| WHAT TO PRODUCE |
Every line containing the string "negative" should be returned from the records.

......

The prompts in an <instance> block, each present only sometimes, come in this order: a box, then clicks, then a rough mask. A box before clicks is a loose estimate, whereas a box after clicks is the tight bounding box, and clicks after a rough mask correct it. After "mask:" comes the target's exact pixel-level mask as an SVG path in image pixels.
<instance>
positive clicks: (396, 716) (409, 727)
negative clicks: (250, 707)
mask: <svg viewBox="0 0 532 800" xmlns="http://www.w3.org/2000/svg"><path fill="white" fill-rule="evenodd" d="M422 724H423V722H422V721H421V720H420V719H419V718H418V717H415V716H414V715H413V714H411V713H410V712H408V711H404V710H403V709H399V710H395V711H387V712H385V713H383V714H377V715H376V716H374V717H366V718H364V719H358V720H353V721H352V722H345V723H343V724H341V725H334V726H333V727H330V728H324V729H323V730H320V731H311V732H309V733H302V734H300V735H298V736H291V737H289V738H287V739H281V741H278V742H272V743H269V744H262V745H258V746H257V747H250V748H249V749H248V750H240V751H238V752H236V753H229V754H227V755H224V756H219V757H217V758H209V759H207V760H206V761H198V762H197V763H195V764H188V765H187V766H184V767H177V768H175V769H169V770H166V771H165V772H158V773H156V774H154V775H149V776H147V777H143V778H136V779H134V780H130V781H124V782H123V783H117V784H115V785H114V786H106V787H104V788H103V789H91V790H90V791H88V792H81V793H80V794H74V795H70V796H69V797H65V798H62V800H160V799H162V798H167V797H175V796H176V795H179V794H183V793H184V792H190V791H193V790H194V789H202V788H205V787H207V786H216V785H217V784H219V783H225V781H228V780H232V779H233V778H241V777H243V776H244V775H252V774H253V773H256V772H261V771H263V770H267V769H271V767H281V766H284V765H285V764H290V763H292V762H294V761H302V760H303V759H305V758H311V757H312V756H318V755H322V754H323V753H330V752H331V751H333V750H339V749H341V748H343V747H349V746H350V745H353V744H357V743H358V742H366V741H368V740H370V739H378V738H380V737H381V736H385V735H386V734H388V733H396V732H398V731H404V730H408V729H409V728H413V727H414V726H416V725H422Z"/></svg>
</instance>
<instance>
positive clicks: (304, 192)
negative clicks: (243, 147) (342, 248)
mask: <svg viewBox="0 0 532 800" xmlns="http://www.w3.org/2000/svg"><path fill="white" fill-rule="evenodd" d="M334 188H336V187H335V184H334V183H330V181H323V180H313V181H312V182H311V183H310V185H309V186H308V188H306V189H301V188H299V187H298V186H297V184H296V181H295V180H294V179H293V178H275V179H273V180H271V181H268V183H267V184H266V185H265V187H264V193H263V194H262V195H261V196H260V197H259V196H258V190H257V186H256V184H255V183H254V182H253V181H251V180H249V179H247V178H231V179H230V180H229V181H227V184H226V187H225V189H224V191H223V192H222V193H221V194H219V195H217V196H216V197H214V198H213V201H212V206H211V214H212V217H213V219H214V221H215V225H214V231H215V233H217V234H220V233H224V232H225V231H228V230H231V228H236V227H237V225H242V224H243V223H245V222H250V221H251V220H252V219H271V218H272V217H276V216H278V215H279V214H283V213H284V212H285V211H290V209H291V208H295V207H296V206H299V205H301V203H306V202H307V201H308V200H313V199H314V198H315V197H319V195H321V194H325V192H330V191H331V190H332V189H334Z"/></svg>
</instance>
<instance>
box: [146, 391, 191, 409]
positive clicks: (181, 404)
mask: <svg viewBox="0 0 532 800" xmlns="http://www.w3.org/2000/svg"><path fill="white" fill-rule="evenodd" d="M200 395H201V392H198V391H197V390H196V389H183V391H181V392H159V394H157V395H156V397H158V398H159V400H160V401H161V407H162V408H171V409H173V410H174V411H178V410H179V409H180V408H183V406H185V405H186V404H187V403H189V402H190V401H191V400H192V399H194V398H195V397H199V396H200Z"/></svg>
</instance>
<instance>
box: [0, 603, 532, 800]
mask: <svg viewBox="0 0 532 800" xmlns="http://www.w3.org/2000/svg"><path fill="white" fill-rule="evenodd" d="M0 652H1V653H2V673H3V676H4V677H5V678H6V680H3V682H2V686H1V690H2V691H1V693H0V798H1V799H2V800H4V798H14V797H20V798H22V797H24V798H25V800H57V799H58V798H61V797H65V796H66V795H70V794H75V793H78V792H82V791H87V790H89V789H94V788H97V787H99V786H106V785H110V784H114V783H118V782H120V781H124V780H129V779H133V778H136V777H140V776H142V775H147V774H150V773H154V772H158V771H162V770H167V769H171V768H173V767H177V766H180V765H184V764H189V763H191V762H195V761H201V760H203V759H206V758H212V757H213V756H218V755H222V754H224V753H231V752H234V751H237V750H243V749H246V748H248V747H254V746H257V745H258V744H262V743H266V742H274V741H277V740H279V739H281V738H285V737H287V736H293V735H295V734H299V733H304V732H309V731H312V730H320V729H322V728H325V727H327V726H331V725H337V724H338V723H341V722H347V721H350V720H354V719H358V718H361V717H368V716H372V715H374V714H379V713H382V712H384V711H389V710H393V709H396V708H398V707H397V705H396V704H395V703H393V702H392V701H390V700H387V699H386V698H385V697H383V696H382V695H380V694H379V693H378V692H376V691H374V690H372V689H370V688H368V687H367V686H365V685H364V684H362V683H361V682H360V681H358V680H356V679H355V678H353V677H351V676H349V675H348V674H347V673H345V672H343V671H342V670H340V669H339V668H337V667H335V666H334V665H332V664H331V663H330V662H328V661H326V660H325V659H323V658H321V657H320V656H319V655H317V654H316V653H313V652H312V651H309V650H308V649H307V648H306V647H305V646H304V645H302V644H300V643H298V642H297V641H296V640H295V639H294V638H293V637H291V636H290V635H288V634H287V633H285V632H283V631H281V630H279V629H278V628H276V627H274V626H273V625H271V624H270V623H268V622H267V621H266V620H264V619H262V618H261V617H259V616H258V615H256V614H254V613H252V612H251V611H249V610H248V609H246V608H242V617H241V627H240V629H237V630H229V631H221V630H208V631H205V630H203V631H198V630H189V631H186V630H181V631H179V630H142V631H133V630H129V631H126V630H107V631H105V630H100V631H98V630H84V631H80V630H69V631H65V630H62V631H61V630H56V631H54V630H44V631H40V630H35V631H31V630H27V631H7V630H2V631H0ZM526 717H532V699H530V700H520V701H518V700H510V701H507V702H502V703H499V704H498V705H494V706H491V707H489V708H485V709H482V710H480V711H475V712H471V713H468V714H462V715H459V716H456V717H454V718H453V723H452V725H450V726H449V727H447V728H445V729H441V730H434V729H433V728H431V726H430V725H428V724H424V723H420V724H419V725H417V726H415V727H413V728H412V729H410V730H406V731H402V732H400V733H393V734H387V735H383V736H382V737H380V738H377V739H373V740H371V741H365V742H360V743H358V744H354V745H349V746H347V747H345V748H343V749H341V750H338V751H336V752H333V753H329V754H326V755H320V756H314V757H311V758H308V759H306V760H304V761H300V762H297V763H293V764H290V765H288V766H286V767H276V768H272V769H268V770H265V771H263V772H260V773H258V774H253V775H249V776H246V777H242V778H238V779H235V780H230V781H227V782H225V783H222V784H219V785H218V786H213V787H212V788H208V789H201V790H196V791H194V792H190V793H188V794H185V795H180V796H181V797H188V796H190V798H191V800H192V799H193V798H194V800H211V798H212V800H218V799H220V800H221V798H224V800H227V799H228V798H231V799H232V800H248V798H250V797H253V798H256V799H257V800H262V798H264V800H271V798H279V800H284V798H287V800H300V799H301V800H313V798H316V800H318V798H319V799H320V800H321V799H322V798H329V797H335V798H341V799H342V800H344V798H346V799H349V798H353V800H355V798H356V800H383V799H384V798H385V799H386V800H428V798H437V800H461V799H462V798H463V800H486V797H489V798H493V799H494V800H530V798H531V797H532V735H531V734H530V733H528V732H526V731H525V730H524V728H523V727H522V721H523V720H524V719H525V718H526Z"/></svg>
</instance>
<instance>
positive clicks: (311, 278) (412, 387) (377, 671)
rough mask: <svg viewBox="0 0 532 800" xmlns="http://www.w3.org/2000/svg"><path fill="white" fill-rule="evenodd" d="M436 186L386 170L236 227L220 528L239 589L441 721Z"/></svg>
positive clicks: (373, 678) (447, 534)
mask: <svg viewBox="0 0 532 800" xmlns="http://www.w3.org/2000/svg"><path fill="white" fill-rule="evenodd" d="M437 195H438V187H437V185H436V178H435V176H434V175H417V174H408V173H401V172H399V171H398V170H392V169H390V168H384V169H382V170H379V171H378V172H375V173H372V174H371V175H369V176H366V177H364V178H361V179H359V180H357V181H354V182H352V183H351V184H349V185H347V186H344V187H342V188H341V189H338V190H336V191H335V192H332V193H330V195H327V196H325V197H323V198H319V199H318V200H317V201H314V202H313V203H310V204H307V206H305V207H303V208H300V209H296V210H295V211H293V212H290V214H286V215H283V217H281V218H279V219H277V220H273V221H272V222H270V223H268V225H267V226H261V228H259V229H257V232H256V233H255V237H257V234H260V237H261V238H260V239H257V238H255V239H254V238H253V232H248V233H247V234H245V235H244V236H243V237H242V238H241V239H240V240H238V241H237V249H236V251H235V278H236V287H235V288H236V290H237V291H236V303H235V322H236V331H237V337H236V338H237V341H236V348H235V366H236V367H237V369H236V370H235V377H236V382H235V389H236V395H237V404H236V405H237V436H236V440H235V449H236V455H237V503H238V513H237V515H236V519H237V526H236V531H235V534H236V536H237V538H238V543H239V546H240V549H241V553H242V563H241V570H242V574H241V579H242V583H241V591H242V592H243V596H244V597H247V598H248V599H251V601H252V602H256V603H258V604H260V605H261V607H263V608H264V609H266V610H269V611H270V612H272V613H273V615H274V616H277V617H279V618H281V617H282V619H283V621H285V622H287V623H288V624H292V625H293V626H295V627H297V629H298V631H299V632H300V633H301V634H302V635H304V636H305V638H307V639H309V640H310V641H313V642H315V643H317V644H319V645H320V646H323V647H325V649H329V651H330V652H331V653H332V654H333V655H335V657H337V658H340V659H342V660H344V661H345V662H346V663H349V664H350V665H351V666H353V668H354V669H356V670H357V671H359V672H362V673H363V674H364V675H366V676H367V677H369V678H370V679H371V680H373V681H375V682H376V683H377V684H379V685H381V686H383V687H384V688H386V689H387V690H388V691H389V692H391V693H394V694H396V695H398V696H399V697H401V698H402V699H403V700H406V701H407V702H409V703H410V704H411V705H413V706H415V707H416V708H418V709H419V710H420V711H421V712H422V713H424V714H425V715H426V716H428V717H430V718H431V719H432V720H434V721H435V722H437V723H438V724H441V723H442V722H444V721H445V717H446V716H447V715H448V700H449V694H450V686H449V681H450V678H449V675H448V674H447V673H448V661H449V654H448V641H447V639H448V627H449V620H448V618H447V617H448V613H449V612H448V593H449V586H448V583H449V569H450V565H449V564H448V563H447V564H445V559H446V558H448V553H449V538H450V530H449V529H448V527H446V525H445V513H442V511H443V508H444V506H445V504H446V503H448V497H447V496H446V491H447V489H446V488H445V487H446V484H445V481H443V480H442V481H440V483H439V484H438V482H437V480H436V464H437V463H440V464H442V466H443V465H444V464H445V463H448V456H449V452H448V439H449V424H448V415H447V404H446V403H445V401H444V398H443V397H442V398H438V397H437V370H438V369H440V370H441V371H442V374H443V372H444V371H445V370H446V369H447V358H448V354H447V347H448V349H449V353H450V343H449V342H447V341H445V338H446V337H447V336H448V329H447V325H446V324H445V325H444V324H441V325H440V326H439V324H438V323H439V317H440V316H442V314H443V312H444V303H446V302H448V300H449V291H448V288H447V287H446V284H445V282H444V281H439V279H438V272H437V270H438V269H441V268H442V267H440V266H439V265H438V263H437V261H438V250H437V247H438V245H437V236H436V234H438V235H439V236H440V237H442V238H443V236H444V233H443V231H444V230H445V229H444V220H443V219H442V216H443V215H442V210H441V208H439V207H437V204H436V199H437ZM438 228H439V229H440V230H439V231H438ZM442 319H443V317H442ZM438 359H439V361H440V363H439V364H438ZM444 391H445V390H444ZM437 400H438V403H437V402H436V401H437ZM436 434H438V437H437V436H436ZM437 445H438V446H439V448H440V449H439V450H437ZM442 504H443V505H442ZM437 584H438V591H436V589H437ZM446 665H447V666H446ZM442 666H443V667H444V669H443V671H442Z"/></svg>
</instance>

......

| RESPONSE BOX |
negative clicks: (250, 707)
negative clicks: (243, 147) (342, 248)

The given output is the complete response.